Dataset excerpt
◇ ◇ ◇

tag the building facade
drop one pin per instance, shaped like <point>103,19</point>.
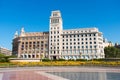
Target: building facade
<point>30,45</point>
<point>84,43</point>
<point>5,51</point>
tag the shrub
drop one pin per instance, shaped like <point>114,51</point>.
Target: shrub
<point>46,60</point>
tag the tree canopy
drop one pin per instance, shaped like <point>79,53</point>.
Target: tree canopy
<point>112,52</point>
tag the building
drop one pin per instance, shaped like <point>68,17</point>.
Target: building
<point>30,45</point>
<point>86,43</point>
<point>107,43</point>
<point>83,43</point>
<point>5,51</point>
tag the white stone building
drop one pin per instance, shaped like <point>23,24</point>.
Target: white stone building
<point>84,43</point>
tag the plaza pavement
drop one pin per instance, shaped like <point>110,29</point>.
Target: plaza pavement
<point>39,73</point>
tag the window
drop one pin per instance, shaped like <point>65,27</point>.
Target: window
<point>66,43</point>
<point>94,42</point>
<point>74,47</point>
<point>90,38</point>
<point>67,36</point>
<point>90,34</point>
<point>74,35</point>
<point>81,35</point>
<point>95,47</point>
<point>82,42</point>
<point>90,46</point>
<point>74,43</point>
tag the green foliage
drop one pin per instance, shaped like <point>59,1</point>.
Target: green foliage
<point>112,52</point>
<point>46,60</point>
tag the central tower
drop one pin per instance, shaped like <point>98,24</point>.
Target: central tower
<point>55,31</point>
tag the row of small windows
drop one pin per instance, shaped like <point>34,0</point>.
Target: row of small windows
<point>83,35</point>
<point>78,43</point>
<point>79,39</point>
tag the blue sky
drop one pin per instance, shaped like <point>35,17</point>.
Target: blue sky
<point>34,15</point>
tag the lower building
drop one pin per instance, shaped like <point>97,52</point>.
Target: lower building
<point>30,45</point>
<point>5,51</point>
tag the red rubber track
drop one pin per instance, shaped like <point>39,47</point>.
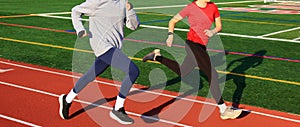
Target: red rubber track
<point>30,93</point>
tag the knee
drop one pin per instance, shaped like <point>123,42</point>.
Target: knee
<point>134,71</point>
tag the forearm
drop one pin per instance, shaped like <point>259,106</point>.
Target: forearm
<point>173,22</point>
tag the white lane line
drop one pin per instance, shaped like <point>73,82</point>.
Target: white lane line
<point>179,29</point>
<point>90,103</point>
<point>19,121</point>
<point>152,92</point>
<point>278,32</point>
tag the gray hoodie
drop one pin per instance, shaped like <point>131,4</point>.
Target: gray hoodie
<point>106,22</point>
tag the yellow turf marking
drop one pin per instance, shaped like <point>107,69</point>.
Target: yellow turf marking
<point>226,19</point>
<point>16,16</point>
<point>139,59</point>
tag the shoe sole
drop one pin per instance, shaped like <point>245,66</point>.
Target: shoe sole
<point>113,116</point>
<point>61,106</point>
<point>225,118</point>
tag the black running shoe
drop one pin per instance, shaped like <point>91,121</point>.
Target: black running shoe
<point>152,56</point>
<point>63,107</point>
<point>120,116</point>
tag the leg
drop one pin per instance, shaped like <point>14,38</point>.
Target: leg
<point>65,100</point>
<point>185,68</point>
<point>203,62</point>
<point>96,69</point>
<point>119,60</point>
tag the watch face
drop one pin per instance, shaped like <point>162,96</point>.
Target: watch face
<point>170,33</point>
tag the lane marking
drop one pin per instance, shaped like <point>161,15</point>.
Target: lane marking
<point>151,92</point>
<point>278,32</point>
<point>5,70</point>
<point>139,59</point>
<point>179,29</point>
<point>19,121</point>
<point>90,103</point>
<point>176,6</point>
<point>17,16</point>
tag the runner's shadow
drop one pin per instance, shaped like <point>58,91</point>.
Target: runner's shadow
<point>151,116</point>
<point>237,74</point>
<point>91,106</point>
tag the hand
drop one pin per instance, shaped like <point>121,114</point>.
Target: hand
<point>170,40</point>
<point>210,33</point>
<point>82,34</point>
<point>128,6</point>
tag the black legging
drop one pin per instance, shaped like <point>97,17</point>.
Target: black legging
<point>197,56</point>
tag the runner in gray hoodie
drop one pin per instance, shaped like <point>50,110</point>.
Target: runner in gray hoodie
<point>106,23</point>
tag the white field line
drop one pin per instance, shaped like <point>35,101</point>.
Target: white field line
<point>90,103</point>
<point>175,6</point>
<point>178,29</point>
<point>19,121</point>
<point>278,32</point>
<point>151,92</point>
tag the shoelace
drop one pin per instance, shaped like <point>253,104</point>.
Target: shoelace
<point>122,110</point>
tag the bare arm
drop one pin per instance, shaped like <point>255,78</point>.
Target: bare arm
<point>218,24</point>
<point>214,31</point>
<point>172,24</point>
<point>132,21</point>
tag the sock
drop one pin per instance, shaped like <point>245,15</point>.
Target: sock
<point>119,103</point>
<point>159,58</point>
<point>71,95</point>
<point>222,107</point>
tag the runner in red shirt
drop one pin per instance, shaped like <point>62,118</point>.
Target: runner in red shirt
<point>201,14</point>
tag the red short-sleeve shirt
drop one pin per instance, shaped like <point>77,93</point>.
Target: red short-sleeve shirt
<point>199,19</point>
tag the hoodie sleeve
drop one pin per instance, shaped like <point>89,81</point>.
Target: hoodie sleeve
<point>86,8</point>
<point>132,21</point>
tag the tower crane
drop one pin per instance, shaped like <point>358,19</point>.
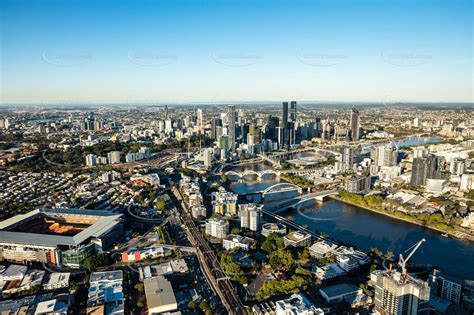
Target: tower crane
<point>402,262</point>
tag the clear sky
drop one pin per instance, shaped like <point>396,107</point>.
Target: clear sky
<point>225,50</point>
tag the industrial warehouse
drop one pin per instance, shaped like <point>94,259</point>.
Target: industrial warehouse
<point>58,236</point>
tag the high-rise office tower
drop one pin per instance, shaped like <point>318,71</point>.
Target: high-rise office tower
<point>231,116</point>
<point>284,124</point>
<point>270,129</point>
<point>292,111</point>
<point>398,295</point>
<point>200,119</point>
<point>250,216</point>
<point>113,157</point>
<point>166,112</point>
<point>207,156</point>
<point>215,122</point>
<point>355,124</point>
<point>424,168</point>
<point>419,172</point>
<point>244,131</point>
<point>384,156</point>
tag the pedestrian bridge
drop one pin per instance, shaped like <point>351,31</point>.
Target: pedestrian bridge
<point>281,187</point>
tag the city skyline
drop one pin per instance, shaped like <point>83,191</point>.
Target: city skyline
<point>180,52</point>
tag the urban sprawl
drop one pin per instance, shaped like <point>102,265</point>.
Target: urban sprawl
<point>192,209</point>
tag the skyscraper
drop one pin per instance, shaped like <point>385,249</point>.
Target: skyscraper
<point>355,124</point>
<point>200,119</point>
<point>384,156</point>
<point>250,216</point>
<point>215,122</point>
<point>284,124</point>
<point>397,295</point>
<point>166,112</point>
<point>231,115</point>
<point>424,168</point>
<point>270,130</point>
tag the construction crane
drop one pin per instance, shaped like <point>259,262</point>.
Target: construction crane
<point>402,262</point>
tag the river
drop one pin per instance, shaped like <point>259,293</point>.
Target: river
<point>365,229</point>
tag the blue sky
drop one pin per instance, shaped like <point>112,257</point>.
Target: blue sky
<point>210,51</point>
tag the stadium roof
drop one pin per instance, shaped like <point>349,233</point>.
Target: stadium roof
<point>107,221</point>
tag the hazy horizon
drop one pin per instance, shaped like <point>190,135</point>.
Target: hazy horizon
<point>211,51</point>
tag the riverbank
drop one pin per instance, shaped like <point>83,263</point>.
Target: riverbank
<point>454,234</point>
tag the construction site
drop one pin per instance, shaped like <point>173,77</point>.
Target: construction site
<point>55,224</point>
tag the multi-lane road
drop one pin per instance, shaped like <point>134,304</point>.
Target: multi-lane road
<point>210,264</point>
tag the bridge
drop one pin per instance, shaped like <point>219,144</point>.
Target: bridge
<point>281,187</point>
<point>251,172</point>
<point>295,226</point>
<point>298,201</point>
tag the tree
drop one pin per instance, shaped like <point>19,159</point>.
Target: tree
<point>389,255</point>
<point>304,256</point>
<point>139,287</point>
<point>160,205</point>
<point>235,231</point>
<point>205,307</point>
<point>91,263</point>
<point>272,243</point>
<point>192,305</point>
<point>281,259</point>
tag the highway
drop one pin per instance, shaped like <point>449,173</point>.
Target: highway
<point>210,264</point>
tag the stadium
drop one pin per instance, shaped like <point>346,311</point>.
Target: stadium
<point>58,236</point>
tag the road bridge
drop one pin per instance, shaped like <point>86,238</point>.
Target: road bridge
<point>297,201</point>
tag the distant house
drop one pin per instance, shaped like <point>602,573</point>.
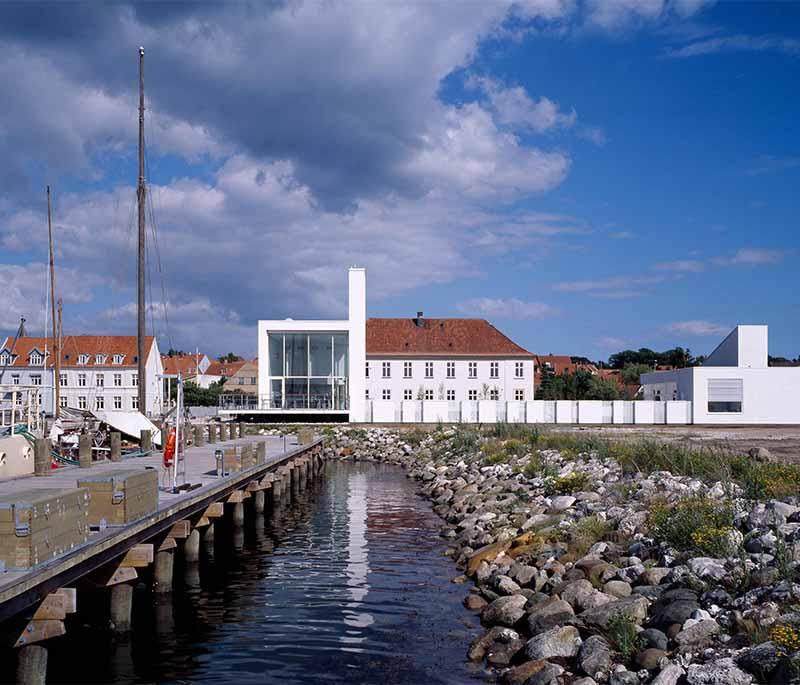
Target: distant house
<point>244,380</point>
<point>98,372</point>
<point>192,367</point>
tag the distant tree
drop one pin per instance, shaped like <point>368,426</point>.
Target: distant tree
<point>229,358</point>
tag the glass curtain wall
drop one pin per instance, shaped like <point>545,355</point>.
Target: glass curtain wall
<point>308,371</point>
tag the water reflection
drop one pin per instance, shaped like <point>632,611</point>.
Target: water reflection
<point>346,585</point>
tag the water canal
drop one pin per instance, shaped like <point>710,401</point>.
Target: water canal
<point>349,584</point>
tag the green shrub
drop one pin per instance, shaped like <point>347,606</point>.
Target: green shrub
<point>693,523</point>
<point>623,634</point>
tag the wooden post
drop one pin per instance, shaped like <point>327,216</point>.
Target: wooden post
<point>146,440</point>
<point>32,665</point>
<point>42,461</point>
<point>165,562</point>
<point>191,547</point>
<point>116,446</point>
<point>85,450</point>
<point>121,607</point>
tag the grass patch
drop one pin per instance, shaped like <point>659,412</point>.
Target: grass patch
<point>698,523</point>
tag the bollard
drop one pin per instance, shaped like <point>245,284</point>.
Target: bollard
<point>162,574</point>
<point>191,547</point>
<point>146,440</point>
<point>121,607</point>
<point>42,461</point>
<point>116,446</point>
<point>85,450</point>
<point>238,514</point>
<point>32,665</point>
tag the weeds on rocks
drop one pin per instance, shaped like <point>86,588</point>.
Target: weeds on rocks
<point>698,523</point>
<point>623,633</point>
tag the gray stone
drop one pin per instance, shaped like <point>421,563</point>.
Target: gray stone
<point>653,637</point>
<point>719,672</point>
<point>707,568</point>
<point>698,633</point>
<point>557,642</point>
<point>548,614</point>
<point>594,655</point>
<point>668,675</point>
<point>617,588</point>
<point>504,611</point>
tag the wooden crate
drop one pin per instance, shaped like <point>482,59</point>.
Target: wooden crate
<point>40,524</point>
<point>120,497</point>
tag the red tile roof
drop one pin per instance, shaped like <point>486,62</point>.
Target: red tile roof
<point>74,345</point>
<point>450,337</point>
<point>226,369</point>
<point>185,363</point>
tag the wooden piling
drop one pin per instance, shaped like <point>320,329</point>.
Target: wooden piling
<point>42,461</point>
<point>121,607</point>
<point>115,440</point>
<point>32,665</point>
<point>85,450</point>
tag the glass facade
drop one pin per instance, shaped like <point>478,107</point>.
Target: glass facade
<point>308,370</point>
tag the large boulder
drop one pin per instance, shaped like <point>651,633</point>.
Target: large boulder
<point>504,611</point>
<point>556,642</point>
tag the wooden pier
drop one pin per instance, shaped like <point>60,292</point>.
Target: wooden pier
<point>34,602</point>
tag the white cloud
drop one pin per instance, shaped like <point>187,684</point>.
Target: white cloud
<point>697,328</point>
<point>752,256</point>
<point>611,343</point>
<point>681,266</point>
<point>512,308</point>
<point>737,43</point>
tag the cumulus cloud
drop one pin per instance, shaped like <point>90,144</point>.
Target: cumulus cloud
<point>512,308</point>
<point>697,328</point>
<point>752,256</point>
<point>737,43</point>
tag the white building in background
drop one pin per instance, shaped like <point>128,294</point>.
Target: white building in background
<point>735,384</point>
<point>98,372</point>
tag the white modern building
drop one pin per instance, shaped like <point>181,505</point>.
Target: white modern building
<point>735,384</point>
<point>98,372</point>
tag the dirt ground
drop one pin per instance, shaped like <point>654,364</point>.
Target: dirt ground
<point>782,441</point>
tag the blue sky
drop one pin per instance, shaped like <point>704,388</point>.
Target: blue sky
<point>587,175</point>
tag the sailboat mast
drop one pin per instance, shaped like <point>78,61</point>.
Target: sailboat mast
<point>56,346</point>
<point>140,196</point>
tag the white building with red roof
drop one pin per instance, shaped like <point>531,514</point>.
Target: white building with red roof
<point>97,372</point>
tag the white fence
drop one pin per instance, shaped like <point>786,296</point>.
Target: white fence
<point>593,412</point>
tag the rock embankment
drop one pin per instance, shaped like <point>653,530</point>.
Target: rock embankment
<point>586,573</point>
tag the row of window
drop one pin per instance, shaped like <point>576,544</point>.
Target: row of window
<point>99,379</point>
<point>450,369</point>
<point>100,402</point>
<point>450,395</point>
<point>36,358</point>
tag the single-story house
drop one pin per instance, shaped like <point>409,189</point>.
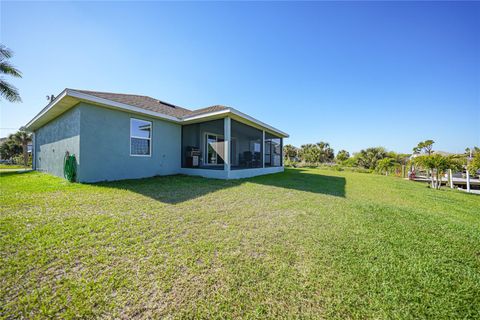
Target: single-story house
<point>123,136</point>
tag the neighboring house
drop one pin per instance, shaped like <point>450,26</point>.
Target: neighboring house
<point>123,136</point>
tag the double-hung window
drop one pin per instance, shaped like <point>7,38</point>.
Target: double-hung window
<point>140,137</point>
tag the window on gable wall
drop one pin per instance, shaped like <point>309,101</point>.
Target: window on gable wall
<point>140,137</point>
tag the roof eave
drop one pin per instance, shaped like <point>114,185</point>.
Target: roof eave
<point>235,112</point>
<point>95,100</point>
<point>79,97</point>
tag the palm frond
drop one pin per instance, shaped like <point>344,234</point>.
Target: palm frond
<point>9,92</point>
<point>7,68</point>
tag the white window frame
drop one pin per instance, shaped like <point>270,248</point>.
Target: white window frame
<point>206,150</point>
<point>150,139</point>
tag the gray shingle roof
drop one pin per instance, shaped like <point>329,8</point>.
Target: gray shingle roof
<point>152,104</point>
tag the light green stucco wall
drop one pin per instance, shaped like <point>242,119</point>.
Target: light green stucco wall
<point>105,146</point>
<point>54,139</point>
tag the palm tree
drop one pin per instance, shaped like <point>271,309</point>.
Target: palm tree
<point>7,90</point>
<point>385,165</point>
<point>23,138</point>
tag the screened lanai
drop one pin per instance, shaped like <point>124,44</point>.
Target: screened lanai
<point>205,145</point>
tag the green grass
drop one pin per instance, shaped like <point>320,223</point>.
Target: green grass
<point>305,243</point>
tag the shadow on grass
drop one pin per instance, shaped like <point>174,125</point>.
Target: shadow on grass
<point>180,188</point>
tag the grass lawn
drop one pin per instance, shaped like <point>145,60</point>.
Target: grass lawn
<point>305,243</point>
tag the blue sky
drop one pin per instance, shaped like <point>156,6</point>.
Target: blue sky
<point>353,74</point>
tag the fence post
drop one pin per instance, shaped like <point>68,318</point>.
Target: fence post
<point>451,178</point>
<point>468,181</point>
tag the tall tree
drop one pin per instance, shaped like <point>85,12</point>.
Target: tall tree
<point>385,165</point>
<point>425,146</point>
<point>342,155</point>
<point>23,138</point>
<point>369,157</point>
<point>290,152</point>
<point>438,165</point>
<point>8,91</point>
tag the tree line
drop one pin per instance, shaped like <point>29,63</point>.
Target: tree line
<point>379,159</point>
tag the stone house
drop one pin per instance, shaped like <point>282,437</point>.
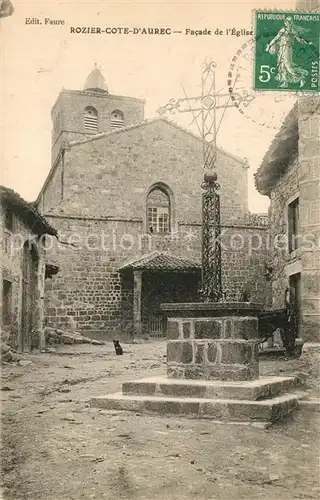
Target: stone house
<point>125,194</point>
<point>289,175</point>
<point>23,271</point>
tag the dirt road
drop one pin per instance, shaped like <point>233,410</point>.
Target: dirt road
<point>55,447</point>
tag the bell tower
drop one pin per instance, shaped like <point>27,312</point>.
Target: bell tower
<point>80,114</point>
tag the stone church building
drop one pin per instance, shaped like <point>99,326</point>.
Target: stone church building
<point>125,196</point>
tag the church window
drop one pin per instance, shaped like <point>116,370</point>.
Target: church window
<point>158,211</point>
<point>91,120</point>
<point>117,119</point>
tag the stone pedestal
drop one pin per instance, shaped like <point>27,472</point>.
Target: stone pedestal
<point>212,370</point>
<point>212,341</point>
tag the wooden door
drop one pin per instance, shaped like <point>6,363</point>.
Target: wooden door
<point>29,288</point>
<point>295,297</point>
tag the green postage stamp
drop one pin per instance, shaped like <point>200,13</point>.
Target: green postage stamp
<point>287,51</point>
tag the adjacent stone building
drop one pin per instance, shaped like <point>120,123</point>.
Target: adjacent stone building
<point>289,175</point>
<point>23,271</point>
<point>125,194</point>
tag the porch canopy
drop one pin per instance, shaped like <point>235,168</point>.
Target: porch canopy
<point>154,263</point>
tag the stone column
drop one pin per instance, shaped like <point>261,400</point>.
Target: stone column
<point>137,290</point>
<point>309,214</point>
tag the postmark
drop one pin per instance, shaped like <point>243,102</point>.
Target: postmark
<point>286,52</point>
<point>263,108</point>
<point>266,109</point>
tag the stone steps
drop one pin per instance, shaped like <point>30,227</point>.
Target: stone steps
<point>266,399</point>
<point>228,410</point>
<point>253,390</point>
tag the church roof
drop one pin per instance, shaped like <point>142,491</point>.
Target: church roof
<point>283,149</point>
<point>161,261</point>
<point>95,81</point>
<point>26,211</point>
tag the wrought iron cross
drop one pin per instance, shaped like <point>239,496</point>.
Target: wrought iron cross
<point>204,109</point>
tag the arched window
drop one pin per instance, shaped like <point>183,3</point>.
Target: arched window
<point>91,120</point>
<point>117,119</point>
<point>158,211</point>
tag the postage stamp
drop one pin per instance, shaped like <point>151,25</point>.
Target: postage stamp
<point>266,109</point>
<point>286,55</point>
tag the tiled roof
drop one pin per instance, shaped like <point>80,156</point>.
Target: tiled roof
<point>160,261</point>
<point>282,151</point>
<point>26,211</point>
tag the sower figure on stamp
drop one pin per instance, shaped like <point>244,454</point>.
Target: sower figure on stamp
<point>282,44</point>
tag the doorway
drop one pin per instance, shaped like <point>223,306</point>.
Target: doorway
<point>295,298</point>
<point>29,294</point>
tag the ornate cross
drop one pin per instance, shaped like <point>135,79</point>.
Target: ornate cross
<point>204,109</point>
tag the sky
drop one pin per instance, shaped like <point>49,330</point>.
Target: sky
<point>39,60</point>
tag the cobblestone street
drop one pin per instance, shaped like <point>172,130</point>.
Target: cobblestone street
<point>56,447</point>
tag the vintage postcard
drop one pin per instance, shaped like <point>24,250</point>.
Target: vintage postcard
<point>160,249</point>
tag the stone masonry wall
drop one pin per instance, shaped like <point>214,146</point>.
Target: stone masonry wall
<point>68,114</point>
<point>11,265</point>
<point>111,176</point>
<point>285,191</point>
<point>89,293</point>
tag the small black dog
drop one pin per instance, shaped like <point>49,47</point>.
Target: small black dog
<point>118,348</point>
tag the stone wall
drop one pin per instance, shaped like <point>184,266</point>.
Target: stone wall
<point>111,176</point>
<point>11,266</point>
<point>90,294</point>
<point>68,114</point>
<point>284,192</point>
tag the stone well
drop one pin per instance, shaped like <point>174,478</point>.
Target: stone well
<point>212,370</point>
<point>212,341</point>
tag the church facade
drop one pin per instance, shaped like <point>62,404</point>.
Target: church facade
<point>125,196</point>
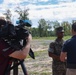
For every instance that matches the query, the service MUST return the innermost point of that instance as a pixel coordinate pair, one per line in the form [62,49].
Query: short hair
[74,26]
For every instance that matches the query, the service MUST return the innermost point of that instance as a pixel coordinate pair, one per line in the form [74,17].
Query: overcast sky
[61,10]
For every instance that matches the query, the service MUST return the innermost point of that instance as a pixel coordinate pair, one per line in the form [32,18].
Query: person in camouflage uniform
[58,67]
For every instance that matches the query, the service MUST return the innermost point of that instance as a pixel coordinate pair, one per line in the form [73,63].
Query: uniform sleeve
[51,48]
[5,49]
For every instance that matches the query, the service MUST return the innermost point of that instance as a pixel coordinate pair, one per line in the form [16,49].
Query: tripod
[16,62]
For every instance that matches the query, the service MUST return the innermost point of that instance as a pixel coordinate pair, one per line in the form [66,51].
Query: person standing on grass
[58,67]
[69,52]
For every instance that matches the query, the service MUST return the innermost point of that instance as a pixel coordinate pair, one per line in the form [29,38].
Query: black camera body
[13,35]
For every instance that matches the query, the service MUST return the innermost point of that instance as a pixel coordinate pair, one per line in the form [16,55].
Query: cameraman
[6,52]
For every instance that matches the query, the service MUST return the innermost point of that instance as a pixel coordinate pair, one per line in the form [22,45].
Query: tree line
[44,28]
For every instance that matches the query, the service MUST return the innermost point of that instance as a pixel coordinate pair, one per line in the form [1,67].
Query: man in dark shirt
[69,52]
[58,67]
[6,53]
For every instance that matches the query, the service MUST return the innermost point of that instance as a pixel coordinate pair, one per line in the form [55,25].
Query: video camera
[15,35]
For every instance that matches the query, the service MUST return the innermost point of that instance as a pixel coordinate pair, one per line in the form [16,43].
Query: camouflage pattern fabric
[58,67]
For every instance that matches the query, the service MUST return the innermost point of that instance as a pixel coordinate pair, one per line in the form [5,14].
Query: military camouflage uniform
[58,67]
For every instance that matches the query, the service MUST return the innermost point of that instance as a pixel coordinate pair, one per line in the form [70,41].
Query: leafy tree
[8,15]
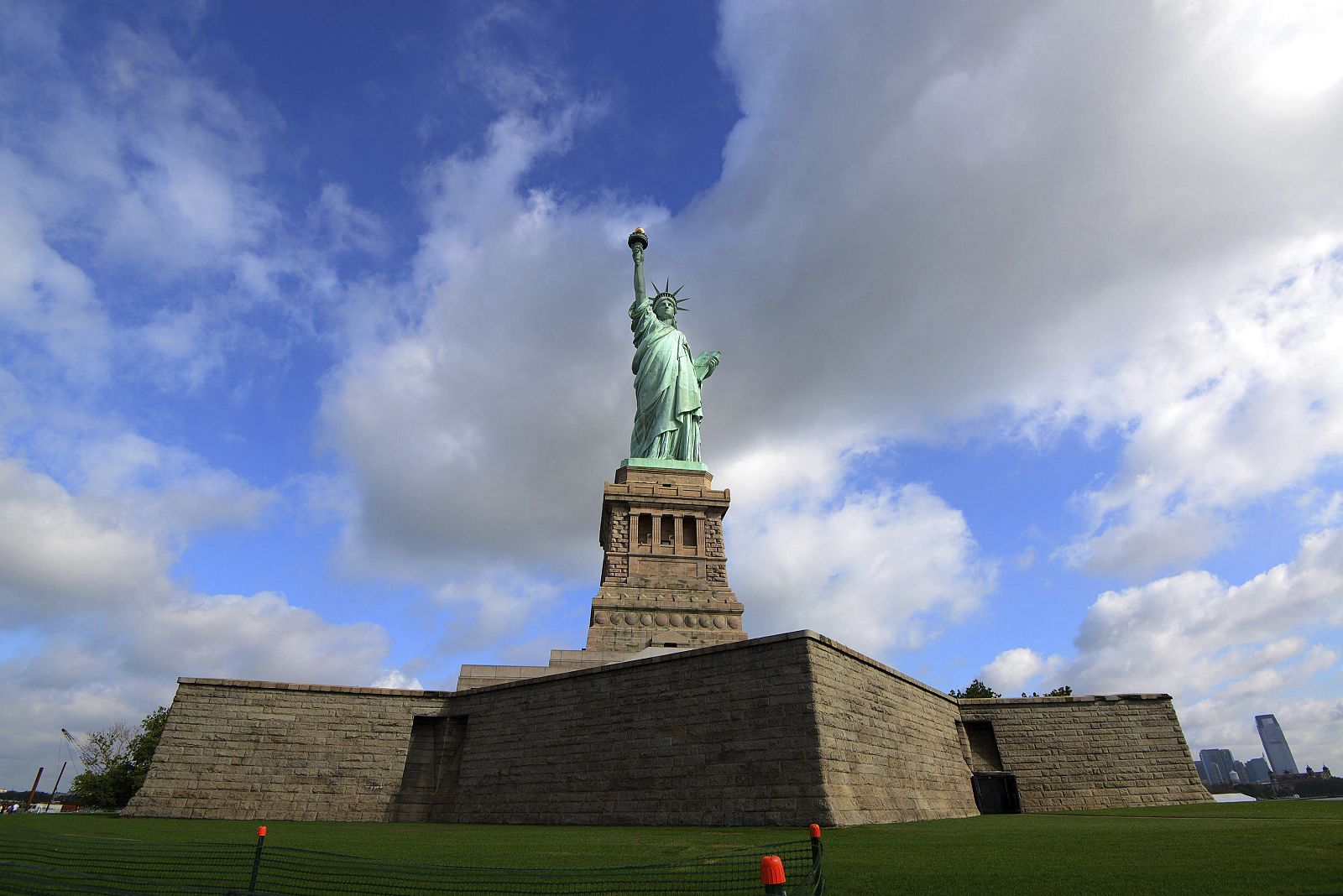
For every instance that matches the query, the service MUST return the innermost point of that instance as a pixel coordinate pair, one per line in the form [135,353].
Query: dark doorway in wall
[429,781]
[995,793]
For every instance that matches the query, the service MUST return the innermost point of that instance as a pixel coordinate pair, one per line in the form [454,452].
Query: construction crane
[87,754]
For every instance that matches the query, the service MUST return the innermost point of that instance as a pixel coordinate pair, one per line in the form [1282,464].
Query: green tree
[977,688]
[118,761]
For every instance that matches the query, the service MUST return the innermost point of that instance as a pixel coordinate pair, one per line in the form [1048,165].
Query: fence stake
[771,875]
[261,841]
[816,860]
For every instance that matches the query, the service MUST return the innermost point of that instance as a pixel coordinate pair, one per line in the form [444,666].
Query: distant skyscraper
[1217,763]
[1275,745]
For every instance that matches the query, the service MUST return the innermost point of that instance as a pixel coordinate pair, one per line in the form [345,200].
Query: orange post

◇ ◇ ◇

▸ Task directions:
Copy the data word for word from its first line through the line containing "<point>79,39</point>", including both ends, and leave the pictures out.

▸ Exercise output:
tag the building facade
drop one pin per instance, shaped like <point>103,19</point>.
Target: building facade
<point>30,45</point>
<point>84,43</point>
<point>5,51</point>
tag the shrub
drop one pin per instance, shaped like <point>114,51</point>.
Target: shrub
<point>46,60</point>
tag the tree canopy
drop one pin per instance, shaped like <point>79,53</point>.
Target: tree canopy
<point>112,52</point>
tag the building
drop one pin per instance, shaped like <point>68,17</point>.
Target: building
<point>30,45</point>
<point>86,43</point>
<point>107,43</point>
<point>83,43</point>
<point>5,51</point>
tag the white stone building
drop one pin per instance, shaped like <point>23,24</point>.
Target: white stone building
<point>84,43</point>
tag the plaza pavement
drop one pin per instance, shaped like <point>110,29</point>.
Target: plaza pavement
<point>39,73</point>
tag the window
drop one pin per instance, shaped like <point>65,27</point>.
Target: window
<point>66,43</point>
<point>94,42</point>
<point>74,47</point>
<point>90,38</point>
<point>67,36</point>
<point>90,34</point>
<point>74,35</point>
<point>81,35</point>
<point>95,47</point>
<point>82,42</point>
<point>90,46</point>
<point>74,43</point>
tag the green foliage
drop one pin per instance, shaped like <point>59,1</point>.
Target: green foliage
<point>112,52</point>
<point>46,60</point>
tag the central tower
drop one pin per instance, shaped like <point>98,24</point>.
Target: central tower
<point>55,31</point>
tag the row of small windows
drop one pin per instance, shaped like <point>34,0</point>.
Target: row of small windows
<point>83,35</point>
<point>78,43</point>
<point>79,39</point>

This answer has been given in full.